Entries from a dataset:
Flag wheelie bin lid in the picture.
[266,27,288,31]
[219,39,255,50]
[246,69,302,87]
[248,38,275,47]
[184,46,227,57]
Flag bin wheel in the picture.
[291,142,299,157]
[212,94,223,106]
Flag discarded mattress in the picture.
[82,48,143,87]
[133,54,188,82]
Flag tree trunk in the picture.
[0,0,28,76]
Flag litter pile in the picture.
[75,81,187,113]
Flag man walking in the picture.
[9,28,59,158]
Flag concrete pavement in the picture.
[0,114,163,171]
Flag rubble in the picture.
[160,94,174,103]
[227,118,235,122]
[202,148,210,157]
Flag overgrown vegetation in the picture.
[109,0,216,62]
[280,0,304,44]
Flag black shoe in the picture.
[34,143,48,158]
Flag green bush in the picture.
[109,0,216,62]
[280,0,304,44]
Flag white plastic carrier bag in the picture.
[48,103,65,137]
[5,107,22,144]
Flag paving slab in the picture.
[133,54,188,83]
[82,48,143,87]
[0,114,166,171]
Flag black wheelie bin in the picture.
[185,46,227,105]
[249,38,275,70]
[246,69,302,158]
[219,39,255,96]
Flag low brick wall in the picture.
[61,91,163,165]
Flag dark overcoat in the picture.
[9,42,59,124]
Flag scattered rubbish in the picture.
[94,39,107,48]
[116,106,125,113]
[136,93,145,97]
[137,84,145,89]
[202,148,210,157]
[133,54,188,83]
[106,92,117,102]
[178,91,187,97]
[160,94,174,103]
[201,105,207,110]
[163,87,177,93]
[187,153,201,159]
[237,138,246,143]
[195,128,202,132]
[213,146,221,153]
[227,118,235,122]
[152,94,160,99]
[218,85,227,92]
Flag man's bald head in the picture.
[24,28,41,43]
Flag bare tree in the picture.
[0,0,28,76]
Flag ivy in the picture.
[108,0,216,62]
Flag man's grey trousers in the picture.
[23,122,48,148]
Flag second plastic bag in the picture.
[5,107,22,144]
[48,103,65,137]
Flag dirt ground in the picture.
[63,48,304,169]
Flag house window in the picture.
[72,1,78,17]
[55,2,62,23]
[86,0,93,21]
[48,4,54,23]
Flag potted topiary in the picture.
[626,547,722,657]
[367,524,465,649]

§ **Set problem**
Rewrite all of the material above as a numbered list, one line per number, and drop any blank lines.

§ **Solution to the exercise**
1. Flag wheelie bin lid in the picture.
2. [266,27,288,31]
3. [219,39,255,50]
4. [246,69,302,87]
5. [248,38,275,47]
6. [184,46,227,57]
7. Flag bin wheel in the picture.
8. [291,142,299,157]
9. [212,94,223,106]
10. Flag discarded mattress in the picture.
11. [82,48,143,87]
12. [133,54,188,82]
13. Flag tree trunk in the picture.
14. [0,0,28,76]
15. Flag litter pile in the picture.
16. [75,81,187,113]
17. Flag man walking in the picture.
18. [9,28,59,158]
19. Flag concrete pavement in the picture.
20. [0,114,163,171]
21. Flag rubble in the picture.
22. [160,94,174,103]
23. [227,118,235,122]
24. [202,148,210,157]
25. Flag overgrown vegetation in the picture.
26. [109,0,216,62]
27. [280,0,304,44]
28. Flag black shoe in the picture.
29. [34,143,48,158]
30. Flag green bush in the picture.
31. [109,0,216,62]
32. [280,0,304,44]
33. Flag white plastic carrier bag in the picture.
34. [48,103,65,137]
35. [5,107,22,144]
36. Flag paving slab in the picture.
37. [133,54,188,83]
38. [82,48,143,87]
39. [0,114,166,171]
40. Flag black wheelie bin in the picture.
41. [185,46,227,105]
42. [249,38,275,70]
43. [246,69,302,158]
44. [219,39,255,96]
45. Flag low brick wall in the picture.
46. [61,91,163,165]
47. Flag dark overcoat in the picture.
48. [9,42,59,124]
49. Flag scattered rubbish in the picture.
50. [94,39,107,48]
51. [116,106,125,113]
52. [136,93,145,97]
53. [137,84,145,89]
54. [202,148,210,157]
55. [133,54,188,83]
56. [106,92,117,102]
57. [178,91,187,97]
58. [160,94,174,103]
59. [201,105,207,110]
60. [163,87,177,93]
61. [187,153,201,159]
62. [237,138,246,143]
63. [195,128,202,132]
64. [213,146,221,153]
65. [227,118,235,122]
66. [152,94,160,99]
67. [218,85,227,92]
68. Flag man's bald head in the picture.
69. [24,28,41,43]
70. Flag bare tree in the picture.
71. [0,0,28,76]
72. Flag ivy in the picture.
73. [108,0,216,62]
74. Flag man's grey trousers in the picture.
75. [23,122,48,148]
76. Flag second plastic bag in the picture.
77. [5,107,22,144]
78. [48,103,65,137]
79. Flag dirt ground in the picture.
80. [63,48,304,169]
81. Flag house window in the picture.
82. [72,1,78,17]
83. [55,2,62,23]
84. [86,0,93,21]
85. [48,4,54,23]
86. Flag potted topiary in the picture.
87. [626,547,722,657]
88. [367,524,465,649]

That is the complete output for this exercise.